#### LISTED RECORDS

BEGIN

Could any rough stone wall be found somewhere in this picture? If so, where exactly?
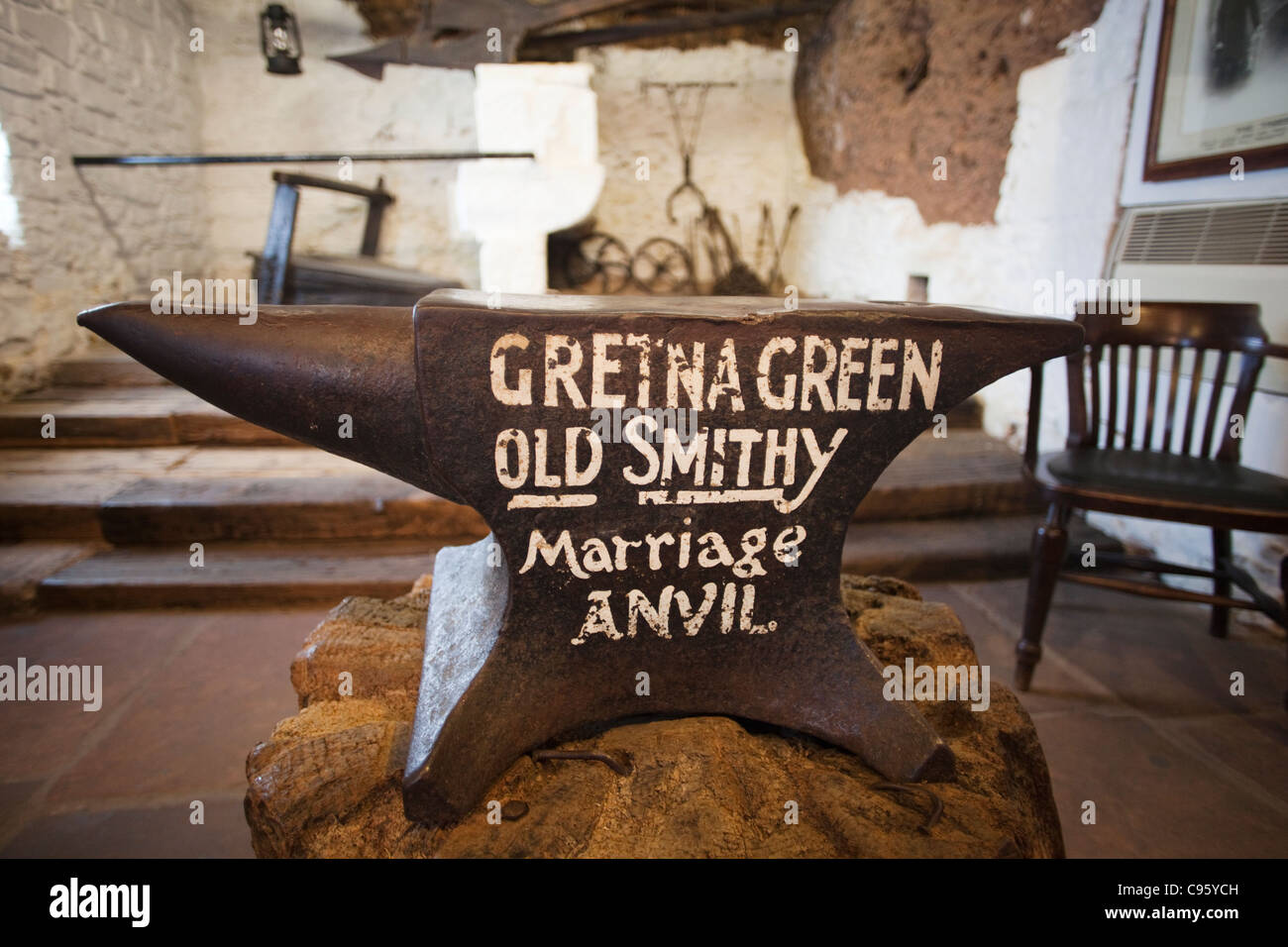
[796,0,1104,224]
[0,0,205,397]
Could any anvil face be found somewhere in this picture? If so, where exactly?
[404,291,1081,823]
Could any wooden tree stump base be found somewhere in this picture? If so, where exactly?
[246,576,1064,858]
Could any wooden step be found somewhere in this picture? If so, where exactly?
[99,472,486,545]
[841,515,1122,582]
[49,343,170,388]
[38,540,441,609]
[854,425,1040,522]
[0,543,103,614]
[0,385,296,449]
[36,517,1120,608]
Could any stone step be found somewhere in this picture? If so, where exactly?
[0,543,103,614]
[854,423,1039,522]
[25,517,1118,609]
[49,342,170,388]
[0,385,296,449]
[36,540,441,609]
[841,515,1122,582]
[0,428,1034,545]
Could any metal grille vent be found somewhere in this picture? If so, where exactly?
[1118,201,1288,266]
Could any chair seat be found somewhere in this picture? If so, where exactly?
[1037,449,1288,514]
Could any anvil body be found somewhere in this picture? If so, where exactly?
[81,291,1082,823]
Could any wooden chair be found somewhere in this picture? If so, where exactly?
[1015,303,1288,690]
[250,171,460,305]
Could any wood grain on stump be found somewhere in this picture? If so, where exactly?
[246,576,1064,858]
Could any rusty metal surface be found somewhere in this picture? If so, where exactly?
[81,291,1082,824]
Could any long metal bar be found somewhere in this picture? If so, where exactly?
[72,151,536,164]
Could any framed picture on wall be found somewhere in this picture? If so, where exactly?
[1145,0,1288,180]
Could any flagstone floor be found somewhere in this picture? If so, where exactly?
[0,579,1288,857]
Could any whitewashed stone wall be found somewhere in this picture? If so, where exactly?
[0,0,206,397]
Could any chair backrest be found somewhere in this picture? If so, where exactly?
[1068,301,1269,462]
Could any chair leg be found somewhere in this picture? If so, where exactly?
[1015,504,1069,690]
[1279,556,1288,710]
[1208,530,1232,638]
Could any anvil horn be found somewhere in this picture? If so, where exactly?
[76,303,458,500]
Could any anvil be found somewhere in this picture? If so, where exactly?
[80,290,1082,824]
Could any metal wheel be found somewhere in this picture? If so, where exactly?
[631,237,693,295]
[568,233,631,295]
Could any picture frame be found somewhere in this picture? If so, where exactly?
[1143,0,1288,180]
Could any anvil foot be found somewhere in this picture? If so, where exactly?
[403,536,954,824]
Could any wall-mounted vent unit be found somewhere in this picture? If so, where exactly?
[1116,201,1288,265]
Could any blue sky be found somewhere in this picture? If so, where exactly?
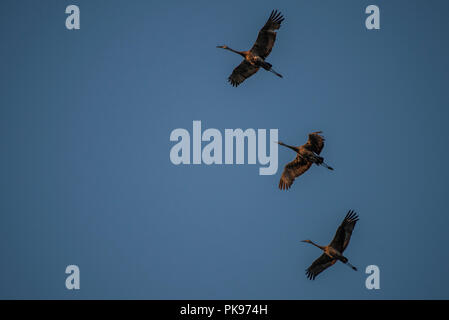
[0,0,449,299]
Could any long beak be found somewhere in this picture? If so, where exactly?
[278,141,298,152]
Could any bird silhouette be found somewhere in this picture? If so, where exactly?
[217,10,284,87]
[302,210,359,280]
[278,131,334,190]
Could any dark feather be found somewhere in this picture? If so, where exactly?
[279,154,312,190]
[303,131,325,154]
[228,60,259,87]
[330,210,359,253]
[306,253,337,280]
[250,10,284,59]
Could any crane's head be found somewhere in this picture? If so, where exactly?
[275,141,299,152]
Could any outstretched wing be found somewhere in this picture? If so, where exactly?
[250,10,284,59]
[279,154,312,190]
[228,60,259,87]
[306,253,337,280]
[303,131,325,154]
[330,210,359,253]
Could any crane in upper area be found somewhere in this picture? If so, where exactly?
[278,131,334,190]
[217,10,284,87]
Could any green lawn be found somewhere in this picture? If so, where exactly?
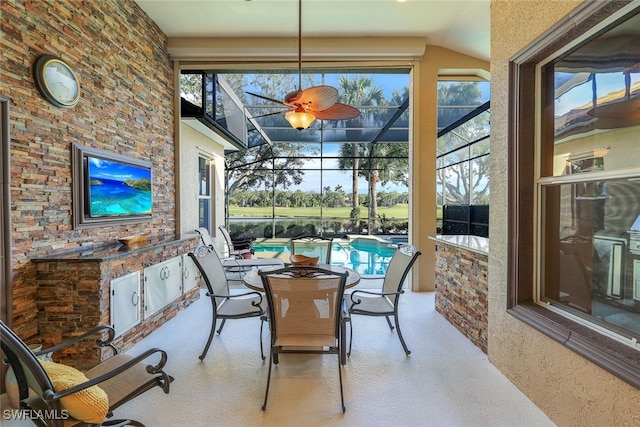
[229,204,409,219]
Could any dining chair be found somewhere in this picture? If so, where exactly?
[343,244,421,356]
[289,235,333,264]
[218,225,253,258]
[189,250,267,360]
[0,321,173,427]
[259,267,349,412]
[196,227,251,258]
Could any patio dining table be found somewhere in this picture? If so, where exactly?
[243,264,360,292]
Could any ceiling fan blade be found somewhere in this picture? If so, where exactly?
[251,110,293,119]
[313,102,360,120]
[245,91,287,105]
[284,85,338,112]
[587,98,640,120]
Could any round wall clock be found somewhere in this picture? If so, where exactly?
[34,55,80,108]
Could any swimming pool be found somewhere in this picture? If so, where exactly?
[251,237,397,276]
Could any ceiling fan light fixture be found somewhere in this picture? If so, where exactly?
[284,111,316,130]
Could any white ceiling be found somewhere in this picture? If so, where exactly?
[136,0,490,61]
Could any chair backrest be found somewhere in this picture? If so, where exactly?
[290,235,333,264]
[218,225,240,251]
[382,244,421,302]
[196,227,215,247]
[189,251,229,306]
[0,321,62,426]
[259,267,348,340]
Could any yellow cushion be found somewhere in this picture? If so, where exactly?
[40,360,109,424]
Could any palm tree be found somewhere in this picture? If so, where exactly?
[338,75,386,232]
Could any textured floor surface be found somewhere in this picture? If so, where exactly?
[2,286,554,427]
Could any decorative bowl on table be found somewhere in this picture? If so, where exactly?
[289,254,320,266]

END

#### TASK OBJECTIVE
Copy out the entries from the line that contains "Could any wooden chair" through the line that contains "[81,291,1082,824]", inclusive, substituting "corroded" for "rusty" and leaving everything else the same.

#### WRITTEN REPLY
Could any wooden chair be found somewhere in this picture? If so, where exactly?
[1015,303,1288,690]
[250,171,460,305]
Could any wood grain on stump be found somewhere in this picture? If so, where exactly?
[246,576,1064,858]
Could any corroded metal surface be found somewhere in this picture? If so, where exactly?
[81,291,1082,824]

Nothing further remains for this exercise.